■ **Exercise instructions**
Copy out only the span from the line with "the calm water surface" to the end of the data, both ends kept, word for word.

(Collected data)

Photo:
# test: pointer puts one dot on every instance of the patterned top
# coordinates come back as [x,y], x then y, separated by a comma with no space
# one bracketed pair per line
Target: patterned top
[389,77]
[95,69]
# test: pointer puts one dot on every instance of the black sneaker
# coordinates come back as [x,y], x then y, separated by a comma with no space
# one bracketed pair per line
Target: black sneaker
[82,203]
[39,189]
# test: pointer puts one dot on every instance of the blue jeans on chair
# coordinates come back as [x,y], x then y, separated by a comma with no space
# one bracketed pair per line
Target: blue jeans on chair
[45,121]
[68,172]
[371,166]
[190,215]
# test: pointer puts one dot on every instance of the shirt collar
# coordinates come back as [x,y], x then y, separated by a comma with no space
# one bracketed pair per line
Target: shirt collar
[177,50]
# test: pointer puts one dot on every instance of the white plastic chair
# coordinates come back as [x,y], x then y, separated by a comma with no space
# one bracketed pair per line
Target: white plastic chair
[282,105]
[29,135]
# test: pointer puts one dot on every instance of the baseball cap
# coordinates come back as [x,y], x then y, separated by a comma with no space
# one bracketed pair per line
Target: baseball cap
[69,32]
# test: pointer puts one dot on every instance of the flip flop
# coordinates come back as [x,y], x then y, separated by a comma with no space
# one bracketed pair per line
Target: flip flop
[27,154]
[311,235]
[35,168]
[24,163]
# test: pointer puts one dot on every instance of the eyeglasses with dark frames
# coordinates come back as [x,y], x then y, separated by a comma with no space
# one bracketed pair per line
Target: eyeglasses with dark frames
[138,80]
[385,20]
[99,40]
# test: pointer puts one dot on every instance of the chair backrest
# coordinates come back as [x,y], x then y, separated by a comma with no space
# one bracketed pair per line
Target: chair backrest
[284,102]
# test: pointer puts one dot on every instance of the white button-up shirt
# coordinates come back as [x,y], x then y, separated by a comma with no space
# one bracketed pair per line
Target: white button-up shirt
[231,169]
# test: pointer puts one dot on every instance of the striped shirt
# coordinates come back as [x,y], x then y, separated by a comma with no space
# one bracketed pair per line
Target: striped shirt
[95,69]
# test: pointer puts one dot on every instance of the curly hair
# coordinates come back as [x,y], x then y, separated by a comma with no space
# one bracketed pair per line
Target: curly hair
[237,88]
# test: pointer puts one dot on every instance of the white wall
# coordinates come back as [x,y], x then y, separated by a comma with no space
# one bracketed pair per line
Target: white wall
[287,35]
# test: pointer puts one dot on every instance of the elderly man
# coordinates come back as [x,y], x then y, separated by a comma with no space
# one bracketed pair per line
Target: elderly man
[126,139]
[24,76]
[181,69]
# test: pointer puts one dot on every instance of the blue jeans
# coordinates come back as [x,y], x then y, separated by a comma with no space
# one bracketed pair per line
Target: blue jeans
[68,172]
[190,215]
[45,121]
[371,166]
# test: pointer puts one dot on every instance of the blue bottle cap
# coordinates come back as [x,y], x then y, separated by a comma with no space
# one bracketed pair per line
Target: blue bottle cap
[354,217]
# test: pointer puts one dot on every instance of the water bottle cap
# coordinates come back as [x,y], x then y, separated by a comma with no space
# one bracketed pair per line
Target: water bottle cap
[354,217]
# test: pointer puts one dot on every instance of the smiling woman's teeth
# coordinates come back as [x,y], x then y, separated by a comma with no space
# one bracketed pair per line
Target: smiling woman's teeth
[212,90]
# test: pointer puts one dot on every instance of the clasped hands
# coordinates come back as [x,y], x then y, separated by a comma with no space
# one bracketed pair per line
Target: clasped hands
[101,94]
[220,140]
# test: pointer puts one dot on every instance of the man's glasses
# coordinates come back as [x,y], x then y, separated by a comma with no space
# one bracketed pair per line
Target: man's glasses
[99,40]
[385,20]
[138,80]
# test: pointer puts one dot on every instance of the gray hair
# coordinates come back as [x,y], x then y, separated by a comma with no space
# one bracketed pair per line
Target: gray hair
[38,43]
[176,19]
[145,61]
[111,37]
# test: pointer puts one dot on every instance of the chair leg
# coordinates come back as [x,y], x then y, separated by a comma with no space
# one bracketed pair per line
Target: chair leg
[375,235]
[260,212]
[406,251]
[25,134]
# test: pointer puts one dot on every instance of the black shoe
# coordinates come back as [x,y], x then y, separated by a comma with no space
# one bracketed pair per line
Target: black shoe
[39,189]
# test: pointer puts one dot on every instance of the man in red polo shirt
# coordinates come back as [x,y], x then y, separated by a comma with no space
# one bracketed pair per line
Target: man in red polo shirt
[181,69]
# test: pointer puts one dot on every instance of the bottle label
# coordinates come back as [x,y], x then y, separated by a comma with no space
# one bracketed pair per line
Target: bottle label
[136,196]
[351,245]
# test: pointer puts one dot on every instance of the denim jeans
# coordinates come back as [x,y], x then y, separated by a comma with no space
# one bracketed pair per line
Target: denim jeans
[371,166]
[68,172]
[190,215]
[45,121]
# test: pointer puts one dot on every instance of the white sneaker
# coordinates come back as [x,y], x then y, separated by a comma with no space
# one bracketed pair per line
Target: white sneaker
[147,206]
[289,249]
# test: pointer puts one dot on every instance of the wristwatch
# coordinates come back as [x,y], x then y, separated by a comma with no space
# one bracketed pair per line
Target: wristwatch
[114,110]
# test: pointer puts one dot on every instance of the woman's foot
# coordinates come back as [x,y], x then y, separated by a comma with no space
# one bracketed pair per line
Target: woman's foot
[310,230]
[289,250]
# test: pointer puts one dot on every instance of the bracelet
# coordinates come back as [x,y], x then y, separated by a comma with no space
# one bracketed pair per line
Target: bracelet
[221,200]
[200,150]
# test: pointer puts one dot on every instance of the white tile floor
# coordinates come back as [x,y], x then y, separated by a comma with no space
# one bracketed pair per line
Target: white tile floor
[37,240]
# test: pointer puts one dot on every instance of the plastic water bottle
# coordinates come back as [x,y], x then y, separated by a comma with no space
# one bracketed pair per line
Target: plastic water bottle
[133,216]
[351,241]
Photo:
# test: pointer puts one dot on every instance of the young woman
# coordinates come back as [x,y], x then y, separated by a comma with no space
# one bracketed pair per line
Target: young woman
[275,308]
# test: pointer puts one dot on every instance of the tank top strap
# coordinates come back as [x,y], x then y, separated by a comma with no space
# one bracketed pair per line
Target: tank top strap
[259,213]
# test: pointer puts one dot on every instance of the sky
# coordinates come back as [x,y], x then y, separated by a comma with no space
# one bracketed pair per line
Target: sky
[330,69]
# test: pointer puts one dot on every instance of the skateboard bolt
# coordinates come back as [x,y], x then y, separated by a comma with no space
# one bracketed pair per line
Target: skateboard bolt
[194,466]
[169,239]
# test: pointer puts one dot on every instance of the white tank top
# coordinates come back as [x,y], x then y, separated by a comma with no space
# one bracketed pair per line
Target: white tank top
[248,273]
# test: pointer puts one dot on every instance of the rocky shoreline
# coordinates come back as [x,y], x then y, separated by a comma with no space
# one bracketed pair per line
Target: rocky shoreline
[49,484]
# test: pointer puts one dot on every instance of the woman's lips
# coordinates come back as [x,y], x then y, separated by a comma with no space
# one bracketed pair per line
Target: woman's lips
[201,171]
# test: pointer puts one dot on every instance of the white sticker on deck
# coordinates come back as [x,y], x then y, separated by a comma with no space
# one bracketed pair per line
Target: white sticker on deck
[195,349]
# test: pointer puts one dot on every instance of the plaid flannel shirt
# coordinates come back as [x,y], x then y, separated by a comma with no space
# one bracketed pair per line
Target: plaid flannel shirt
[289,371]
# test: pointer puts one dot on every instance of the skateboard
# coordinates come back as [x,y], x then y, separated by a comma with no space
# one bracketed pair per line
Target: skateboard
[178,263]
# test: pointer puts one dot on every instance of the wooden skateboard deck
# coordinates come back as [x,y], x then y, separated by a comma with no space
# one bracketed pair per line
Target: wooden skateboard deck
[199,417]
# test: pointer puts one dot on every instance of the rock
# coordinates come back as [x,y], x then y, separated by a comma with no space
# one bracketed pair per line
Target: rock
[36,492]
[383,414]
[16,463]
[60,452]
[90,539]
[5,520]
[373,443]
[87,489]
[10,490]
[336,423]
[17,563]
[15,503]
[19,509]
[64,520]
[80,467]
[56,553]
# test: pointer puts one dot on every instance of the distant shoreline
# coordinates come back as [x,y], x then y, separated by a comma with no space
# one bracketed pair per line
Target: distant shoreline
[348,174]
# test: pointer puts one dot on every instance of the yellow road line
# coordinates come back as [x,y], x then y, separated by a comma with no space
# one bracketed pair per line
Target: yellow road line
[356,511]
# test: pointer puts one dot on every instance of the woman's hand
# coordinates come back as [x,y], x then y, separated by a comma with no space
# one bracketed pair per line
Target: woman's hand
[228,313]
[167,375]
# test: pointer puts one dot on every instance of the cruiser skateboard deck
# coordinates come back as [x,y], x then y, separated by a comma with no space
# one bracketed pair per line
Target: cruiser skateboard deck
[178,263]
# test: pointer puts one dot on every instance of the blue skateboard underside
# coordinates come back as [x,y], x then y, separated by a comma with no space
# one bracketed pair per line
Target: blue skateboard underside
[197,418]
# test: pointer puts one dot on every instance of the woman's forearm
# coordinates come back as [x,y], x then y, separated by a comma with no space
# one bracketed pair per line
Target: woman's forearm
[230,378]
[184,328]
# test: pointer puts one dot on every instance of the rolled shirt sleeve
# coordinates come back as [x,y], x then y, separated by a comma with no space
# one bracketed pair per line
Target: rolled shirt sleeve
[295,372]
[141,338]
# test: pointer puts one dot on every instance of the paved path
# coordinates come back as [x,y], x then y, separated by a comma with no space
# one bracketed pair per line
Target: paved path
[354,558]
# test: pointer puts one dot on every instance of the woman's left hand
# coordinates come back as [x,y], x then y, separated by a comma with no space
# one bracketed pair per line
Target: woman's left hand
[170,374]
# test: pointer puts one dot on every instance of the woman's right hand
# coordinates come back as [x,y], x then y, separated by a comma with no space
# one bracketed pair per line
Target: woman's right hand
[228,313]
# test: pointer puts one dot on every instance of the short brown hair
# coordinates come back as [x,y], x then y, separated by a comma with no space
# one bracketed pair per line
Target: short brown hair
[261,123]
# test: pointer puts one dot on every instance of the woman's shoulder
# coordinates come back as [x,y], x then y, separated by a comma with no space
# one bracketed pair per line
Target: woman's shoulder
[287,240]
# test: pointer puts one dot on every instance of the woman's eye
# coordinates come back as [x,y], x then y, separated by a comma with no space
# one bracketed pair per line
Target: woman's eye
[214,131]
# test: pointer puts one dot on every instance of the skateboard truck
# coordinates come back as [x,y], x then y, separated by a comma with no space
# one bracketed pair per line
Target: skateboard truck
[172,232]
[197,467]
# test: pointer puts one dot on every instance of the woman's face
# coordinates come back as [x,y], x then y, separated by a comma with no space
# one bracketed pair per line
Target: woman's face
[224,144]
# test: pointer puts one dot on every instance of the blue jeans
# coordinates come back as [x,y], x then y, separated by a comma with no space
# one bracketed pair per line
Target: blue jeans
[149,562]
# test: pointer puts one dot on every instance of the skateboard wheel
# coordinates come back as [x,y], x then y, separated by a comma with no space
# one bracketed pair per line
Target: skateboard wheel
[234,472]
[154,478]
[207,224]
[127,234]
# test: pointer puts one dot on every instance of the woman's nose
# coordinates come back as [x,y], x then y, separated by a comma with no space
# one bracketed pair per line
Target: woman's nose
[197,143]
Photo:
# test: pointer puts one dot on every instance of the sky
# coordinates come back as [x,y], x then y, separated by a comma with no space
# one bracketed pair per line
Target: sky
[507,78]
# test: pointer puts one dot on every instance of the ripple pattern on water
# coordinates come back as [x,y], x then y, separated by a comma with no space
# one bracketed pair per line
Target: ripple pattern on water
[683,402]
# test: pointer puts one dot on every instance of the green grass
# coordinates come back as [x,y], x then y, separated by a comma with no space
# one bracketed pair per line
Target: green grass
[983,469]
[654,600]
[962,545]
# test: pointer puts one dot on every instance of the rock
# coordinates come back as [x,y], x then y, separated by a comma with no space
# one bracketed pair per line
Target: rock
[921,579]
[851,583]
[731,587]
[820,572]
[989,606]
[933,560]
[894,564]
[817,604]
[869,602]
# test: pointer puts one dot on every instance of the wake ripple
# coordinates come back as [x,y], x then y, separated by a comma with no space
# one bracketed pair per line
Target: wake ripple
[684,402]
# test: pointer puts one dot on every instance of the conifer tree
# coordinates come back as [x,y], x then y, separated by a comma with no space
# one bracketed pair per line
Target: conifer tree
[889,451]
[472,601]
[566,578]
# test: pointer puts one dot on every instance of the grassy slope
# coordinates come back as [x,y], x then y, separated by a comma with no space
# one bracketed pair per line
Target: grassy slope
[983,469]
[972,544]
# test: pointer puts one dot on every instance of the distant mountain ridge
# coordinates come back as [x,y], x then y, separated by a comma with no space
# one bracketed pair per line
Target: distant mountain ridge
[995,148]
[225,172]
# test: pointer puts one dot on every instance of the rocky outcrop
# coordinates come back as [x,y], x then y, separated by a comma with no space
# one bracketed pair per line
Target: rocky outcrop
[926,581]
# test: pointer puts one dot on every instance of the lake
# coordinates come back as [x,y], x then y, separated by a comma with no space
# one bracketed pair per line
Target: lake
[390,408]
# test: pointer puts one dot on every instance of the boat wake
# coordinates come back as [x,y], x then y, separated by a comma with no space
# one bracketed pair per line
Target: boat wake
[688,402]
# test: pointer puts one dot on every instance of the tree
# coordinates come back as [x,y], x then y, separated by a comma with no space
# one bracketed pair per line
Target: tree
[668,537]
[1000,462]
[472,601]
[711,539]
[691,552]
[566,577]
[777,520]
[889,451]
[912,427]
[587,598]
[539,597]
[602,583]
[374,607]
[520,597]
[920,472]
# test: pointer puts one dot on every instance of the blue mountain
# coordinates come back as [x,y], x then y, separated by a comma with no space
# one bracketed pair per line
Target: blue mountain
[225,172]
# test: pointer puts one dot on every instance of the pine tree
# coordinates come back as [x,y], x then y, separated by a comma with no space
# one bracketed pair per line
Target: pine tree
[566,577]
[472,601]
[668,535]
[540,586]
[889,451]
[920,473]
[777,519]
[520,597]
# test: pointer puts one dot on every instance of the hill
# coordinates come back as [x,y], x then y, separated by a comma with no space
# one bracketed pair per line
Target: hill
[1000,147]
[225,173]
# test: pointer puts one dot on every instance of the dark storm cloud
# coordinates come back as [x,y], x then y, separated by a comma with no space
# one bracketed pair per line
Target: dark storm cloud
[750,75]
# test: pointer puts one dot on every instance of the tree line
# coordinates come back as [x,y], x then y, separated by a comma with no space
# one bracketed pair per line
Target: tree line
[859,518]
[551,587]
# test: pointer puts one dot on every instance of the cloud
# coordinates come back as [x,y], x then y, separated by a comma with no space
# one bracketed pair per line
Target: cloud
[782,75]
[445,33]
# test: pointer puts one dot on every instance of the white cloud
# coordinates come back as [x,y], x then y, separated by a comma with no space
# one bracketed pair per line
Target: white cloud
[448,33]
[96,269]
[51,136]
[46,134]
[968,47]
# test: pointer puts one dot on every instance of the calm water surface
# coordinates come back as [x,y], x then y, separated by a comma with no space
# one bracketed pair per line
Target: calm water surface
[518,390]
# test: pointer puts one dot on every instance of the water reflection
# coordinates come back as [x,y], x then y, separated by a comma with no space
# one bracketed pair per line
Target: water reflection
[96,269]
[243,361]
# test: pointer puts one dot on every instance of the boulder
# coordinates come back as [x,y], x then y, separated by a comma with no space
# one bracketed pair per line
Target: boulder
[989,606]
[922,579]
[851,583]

■ **Response**
# test: pointer puts one dot on every instance of the calm water surface
# coordinates come back as [x,y], x then y, separated by a comma with no space
# one bracketed pair per line
Target: calm water surface
[518,390]
# test: pointer puts one dot on every instance of the water reflection
# coordinates come back as [x,y], x then y, separated by a comma with no space
# one bracketed pair per line
Target: water reflection
[96,269]
[243,361]
# test: pointer puts one dot on every instance of the boulder
# coordinates come back as [x,y], x then y, separated by a comma with no space
# one bracketed pair per line
Target: boulder
[989,606]
[922,579]
[851,583]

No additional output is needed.